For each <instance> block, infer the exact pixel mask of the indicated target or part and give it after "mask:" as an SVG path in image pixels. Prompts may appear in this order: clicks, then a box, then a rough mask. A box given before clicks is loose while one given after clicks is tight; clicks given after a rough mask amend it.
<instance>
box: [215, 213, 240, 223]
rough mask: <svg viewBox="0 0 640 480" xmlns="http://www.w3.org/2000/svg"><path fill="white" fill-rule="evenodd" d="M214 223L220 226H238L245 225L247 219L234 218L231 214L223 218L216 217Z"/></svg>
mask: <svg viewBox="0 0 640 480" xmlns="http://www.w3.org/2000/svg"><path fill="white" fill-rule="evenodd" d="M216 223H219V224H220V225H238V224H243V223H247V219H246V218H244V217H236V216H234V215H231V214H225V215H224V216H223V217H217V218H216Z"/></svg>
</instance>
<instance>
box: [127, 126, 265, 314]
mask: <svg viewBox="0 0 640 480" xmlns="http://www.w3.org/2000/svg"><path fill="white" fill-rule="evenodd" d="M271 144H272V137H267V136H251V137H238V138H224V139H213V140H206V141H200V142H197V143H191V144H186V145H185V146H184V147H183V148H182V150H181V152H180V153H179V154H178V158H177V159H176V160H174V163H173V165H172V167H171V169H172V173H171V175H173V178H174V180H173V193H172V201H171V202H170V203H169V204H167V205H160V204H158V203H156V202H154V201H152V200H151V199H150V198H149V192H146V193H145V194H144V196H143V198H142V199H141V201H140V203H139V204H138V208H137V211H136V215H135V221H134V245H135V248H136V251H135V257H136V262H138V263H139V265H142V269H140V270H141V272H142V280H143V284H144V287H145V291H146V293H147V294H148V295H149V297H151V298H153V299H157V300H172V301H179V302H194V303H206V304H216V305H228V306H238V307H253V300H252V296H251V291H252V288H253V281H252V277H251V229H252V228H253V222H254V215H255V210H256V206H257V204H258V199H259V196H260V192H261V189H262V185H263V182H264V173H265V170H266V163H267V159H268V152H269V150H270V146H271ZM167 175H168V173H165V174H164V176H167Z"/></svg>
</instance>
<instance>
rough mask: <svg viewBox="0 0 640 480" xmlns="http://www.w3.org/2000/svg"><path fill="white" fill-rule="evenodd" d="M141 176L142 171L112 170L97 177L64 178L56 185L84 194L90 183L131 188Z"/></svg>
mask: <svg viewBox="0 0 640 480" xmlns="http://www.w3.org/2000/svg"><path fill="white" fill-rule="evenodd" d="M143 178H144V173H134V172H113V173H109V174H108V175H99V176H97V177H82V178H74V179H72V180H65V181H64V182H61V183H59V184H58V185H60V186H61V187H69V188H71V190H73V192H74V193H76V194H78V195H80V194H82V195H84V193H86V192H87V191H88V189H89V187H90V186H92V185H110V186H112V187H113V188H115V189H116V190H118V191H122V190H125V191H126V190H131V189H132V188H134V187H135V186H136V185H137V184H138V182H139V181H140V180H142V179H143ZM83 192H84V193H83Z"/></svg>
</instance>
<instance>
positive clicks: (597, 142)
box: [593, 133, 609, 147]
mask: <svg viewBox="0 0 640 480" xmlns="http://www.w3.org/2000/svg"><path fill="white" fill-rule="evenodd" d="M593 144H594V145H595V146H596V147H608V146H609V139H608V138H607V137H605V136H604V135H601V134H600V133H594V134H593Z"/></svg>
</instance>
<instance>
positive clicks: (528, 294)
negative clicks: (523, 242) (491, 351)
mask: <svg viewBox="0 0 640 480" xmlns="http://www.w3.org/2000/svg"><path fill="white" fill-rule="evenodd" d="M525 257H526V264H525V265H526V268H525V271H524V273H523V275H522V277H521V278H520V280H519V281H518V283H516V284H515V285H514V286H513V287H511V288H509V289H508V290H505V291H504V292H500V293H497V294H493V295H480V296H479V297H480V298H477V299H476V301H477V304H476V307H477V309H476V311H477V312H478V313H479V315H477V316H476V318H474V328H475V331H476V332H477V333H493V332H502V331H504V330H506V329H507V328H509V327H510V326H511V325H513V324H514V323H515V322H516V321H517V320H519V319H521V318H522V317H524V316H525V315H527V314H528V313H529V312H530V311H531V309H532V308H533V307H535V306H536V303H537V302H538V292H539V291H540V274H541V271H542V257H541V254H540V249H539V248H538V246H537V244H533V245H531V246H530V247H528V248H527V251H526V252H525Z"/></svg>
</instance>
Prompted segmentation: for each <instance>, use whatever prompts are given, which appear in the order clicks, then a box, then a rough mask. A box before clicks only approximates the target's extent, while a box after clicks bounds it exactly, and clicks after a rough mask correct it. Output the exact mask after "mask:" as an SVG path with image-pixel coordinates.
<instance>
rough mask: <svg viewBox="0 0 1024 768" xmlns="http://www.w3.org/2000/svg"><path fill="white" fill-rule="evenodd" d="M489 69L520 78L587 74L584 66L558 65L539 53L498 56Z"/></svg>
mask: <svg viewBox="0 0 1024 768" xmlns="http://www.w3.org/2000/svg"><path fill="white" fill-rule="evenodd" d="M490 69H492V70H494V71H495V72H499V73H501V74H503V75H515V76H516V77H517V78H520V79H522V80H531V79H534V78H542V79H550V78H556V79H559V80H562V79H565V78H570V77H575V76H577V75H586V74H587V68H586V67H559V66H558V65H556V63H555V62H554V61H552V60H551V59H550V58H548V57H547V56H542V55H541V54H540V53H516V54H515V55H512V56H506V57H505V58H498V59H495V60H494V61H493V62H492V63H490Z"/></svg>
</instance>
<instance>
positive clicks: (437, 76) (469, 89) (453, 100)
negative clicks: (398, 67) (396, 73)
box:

> **Job**
Could you give all the items above again with every "rough mask" switched to "coarse mask" and nothing else changed?

> **Completed task**
For each <instance> block, infer the exact pixel mask of the indicated target or part and give it after "mask:" as an SVG path in image pixels. Prompts may appear in this order: clicks, then a box, then a coarse mask. A box given before clicks is loose while one given after clicks is tight; clicks given after a coarse mask amend it.
<instance>
box: [215, 213, 240, 223]
coarse mask: <svg viewBox="0 0 640 480" xmlns="http://www.w3.org/2000/svg"><path fill="white" fill-rule="evenodd" d="M214 223L220 226H238L245 225L247 219L234 218L231 214L223 218L216 217Z"/></svg>
mask: <svg viewBox="0 0 640 480" xmlns="http://www.w3.org/2000/svg"><path fill="white" fill-rule="evenodd" d="M216 223H219V224H220V225H238V224H243V223H247V219H246V218H244V217H236V216H234V215H231V214H225V215H224V216H223V217H217V218H216Z"/></svg>
</instance>
<instance>
box: [127, 126, 265, 314]
mask: <svg viewBox="0 0 640 480" xmlns="http://www.w3.org/2000/svg"><path fill="white" fill-rule="evenodd" d="M271 144H272V137H267V136H251V137H238V138H224V139H213V140H206V141H200V142H197V143H191V144H186V145H185V146H184V147H183V148H182V150H181V152H180V153H179V154H178V158H177V159H176V160H174V163H173V165H172V167H171V169H172V173H171V175H173V178H174V180H173V193H172V201H171V202H170V203H169V204H167V205H160V204H158V203H156V202H154V201H152V200H151V199H150V198H149V192H146V193H145V194H144V196H143V198H142V199H141V201H140V203H139V204H138V208H137V211H136V215H135V221H134V245H135V248H136V251H135V257H136V262H138V263H139V265H142V269H140V270H141V272H142V280H143V284H144V287H145V291H146V293H147V294H148V295H149V297H151V298H153V299H157V300H172V301H179V302H194V303H206V304H216V305H228V306H238V307H253V300H252V296H251V291H252V288H253V281H252V277H251V229H252V228H253V222H254V215H255V210H256V206H257V204H258V199H259V196H260V192H261V189H262V185H263V182H264V173H265V170H266V163H267V159H268V152H269V150H270V146H271ZM167 175H168V173H165V174H164V176H167Z"/></svg>
</instance>
<instance>
coarse mask: <svg viewBox="0 0 640 480" xmlns="http://www.w3.org/2000/svg"><path fill="white" fill-rule="evenodd" d="M141 176L142 171L112 170L97 177L64 178L56 185L84 194L90 183L131 188Z"/></svg>
mask: <svg viewBox="0 0 640 480" xmlns="http://www.w3.org/2000/svg"><path fill="white" fill-rule="evenodd" d="M143 178H144V173H134V172H113V173H109V174H108V175H99V176H97V177H82V178H74V179H72V180H65V181H64V182H61V183H59V184H58V185H60V186H61V187H69V188H71V190H73V192H74V193H76V194H78V195H80V194H82V195H84V193H86V192H87V191H88V189H89V187H90V186H92V185H110V186H112V187H113V188H115V189H116V190H118V191H122V190H125V191H126V190H131V189H132V188H134V187H135V186H136V185H137V184H138V182H139V181H140V180H142V179H143ZM83 192H84V193H83Z"/></svg>
</instance>
<instance>
positive clicks: (597, 142)
box: [593, 133, 609, 147]
mask: <svg viewBox="0 0 640 480" xmlns="http://www.w3.org/2000/svg"><path fill="white" fill-rule="evenodd" d="M593 144H594V145H595V146H596V147H608V146H609V139H608V138H607V137H605V136H604V135H601V134H600V133H594V134H593Z"/></svg>
</instance>
<instance>
positive clicks: (528, 294)
negative clicks: (523, 242) (491, 351)
mask: <svg viewBox="0 0 640 480" xmlns="http://www.w3.org/2000/svg"><path fill="white" fill-rule="evenodd" d="M525 257H526V264H525V265H526V268H525V271H524V273H523V275H522V277H521V278H520V280H519V281H518V283H516V284H515V285H514V286H513V287H511V288H509V289H508V290H505V291H504V292H500V293H497V294H493V295H480V296H479V297H480V298H477V299H476V301H477V304H476V307H477V309H476V311H477V312H478V313H479V315H477V316H476V318H474V328H475V331H476V332H477V333H493V332H502V331H504V330H506V329H507V328H509V327H510V326H511V325H513V324H514V323H515V322H516V321H517V320H519V319H521V318H522V317H524V316H525V315H527V314H528V313H529V312H530V311H531V309H532V308H533V307H535V306H536V303H537V302H538V292H539V291H540V274H541V271H542V257H541V254H540V249H539V248H538V246H537V244H533V245H531V246H530V247H528V248H527V251H526V252H525Z"/></svg>
</instance>
Prompted segmentation: for each <instance>, use whatever prompts are given, which appear in the order clicks, then a box, then a coarse mask. A box before clicks only approximates the target's extent, while a box after clicks bounds it exactly, and clicks after a coarse mask correct it. Output the exact mask after "mask:" as an SVG path with image-pixel coordinates.
<instance>
coarse mask: <svg viewBox="0 0 1024 768" xmlns="http://www.w3.org/2000/svg"><path fill="white" fill-rule="evenodd" d="M489 69L520 78L587 74L584 66L558 65L539 53L498 56Z"/></svg>
mask: <svg viewBox="0 0 1024 768" xmlns="http://www.w3.org/2000/svg"><path fill="white" fill-rule="evenodd" d="M490 69H492V70H494V71H495V72H499V73H501V74H503V75H515V76H516V77H517V78H520V79H522V80H531V79H534V78H542V79H550V78H556V79H559V80H562V79H565V78H570V77H575V76H577V75H586V74H587V68H586V67H559V66H558V65H556V63H555V62H554V61H552V60H551V59H550V58H548V57H547V56H542V55H541V54H540V53H516V54H515V55H512V56H506V57H505V58H498V59H495V60H494V61H493V62H492V63H490Z"/></svg>
</instance>
<instance>
positive clicks: (437, 76) (469, 89) (453, 100)
negative clicks: (398, 67) (396, 73)
box:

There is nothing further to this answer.